# Task brief:
Rewrite the part of the Kabul passage that begins with the words "About as special" and ends with "made us blush.", changing every "Kabuli Pulau" to "Qabili Palaw".

# Excerpt to read:
Content starts

About as special as two days before when Akbar, the Fox stringer who Geraldo first hired back in the Tora Bora days, heard me waxing nostalgic about Kabuli Pulau (the amazing Afghan rice dish with raisins and cashews and saffron and shredded carrots). It's Greg's favorite. Lo and behold the next day Akbar shows up with a pot big enough to feed a small wedding party of Kabuli Pulau. His sister had cooked it for our team - during Ramadan no less - during the day while she was fasting and probably very hungry. It was delicious and so generous that it really made us blush.

The scene at the airport was a bit different than the one on the way in. Leaving Kabul were mostly Western aid workers, with loosely covered scarves over their long blond hair, some traveling with children being raised in Kabul. One blond-haired little girl sat quietly on her car seat - a Western safety precaution that looked a bit out of place in the rough and tumble streets of Kabul. Given the daily risks that her parents were having by living with her there, I think you probably could forget the car seat. Anyway, on the way in it had been a scene right out of central casting at the airport in Dubai. The lounge was filled with one bald, muscle bound security contractor after another. It looked like a casting call for Blackwater, Inc. Now I get the bald thing. being fit and having a bald head I now know how strong and somewhat intimidating that can make one feel, but really it is such a cliche in a war zone - and where do they all get those wraparound sunglasses?

Content ends

# Available data:
Content starts

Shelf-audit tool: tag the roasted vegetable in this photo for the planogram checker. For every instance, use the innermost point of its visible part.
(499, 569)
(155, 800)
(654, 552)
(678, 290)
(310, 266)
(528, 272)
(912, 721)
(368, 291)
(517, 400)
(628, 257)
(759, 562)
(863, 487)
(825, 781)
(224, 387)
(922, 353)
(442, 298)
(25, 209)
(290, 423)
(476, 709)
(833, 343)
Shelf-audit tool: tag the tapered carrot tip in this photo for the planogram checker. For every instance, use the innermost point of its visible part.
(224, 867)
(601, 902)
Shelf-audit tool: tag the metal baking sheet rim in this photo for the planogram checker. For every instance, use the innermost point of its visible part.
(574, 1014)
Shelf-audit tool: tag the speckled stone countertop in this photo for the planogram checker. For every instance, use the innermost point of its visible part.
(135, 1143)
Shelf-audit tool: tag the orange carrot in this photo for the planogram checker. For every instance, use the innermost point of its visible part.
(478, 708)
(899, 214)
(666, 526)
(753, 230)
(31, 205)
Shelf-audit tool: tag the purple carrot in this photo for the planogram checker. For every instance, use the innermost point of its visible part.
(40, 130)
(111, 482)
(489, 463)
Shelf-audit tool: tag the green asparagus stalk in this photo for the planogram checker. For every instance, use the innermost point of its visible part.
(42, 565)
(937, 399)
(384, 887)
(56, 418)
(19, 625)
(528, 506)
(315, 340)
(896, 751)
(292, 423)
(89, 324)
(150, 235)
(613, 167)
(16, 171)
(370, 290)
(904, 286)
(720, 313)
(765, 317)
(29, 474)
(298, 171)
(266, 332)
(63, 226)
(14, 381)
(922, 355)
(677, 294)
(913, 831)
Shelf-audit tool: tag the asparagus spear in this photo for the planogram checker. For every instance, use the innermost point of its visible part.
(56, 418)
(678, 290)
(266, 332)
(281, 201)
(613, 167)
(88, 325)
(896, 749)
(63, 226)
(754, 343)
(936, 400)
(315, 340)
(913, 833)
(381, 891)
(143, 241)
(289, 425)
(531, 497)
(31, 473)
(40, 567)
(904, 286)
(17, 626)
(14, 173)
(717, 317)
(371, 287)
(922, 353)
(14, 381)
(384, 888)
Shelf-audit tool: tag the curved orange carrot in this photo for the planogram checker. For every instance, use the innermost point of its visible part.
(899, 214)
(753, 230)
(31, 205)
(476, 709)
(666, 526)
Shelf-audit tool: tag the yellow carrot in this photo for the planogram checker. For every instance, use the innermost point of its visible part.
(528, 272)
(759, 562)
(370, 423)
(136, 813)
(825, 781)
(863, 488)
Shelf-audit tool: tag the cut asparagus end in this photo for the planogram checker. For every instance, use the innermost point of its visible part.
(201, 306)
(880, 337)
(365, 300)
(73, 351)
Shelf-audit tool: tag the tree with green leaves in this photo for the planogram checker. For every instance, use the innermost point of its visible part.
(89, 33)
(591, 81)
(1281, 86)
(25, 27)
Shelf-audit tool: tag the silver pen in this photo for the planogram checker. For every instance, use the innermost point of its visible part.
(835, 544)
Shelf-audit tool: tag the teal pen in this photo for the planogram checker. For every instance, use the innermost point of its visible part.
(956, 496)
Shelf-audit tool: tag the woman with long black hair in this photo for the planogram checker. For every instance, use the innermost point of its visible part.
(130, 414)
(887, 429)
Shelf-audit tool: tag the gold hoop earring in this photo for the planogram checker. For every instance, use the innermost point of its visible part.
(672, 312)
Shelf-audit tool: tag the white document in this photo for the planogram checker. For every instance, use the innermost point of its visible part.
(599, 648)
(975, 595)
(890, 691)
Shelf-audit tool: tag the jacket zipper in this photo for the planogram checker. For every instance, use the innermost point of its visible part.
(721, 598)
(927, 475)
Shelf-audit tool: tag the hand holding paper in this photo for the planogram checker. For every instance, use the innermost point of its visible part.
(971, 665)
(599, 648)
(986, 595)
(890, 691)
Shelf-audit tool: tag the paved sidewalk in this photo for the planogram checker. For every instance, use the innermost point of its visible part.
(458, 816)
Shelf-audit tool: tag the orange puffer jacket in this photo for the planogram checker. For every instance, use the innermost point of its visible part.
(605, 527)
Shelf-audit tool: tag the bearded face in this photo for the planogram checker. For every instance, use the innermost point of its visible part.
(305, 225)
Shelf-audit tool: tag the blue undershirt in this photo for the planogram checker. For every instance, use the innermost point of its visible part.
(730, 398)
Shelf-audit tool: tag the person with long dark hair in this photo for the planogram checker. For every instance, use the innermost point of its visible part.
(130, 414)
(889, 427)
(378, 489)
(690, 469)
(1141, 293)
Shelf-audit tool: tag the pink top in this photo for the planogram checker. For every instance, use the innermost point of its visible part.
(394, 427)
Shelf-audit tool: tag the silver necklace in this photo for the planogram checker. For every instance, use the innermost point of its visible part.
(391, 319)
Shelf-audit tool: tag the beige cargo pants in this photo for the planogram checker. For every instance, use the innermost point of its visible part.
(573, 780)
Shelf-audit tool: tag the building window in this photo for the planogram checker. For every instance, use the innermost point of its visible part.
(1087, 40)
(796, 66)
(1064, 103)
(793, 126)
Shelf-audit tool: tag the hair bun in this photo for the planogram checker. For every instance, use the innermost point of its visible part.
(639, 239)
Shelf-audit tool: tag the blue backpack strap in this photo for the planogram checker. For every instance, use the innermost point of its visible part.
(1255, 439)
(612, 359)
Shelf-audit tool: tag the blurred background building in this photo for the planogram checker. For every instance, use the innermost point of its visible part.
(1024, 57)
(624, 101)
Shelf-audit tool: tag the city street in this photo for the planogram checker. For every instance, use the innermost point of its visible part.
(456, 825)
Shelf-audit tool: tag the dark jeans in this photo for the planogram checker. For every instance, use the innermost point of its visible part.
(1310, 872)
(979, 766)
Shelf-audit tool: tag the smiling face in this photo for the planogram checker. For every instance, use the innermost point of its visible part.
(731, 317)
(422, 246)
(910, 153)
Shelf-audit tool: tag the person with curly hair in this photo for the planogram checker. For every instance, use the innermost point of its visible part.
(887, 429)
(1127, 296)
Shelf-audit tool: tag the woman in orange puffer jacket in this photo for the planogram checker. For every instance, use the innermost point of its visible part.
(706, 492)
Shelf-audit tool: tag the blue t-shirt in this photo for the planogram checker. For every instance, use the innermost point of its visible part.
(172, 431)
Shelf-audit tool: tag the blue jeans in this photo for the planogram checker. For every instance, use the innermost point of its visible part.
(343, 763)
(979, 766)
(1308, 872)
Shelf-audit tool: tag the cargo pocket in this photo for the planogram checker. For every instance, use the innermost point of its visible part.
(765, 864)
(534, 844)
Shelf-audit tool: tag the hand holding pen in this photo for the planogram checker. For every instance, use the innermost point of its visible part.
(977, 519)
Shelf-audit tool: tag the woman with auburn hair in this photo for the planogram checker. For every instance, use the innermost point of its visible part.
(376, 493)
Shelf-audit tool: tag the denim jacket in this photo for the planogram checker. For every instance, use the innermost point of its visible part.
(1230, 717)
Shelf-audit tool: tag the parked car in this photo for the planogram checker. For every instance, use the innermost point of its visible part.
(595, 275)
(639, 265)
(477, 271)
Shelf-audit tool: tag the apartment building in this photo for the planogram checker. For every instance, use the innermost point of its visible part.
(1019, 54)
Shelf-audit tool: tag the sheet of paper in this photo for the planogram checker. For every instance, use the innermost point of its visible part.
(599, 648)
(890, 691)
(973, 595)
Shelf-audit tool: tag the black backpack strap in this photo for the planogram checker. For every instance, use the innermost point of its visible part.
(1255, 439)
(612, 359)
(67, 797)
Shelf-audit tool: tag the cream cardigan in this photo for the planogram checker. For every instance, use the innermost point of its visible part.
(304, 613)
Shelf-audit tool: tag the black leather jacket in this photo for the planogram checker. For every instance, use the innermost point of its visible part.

Content ends

# Written solution:
About as special as two days before when Akbar, the Fox stringer who Geraldo first hired back in the Tora Bora days, heard me waxing nostalgic about Qabili Palaw (the amazing Afghan rice dish with raisins and cashews and saffron and shredded carrots). It's Greg's favorite. Lo and behold the next day Akbar shows up with a pot big enough to feed a small wedding party of Qabili Palaw. His sister had cooked it for our team - during Ramadan no less - during the day while she was fasting and probably very hungry. It was delicious and so generous that it really made us blush.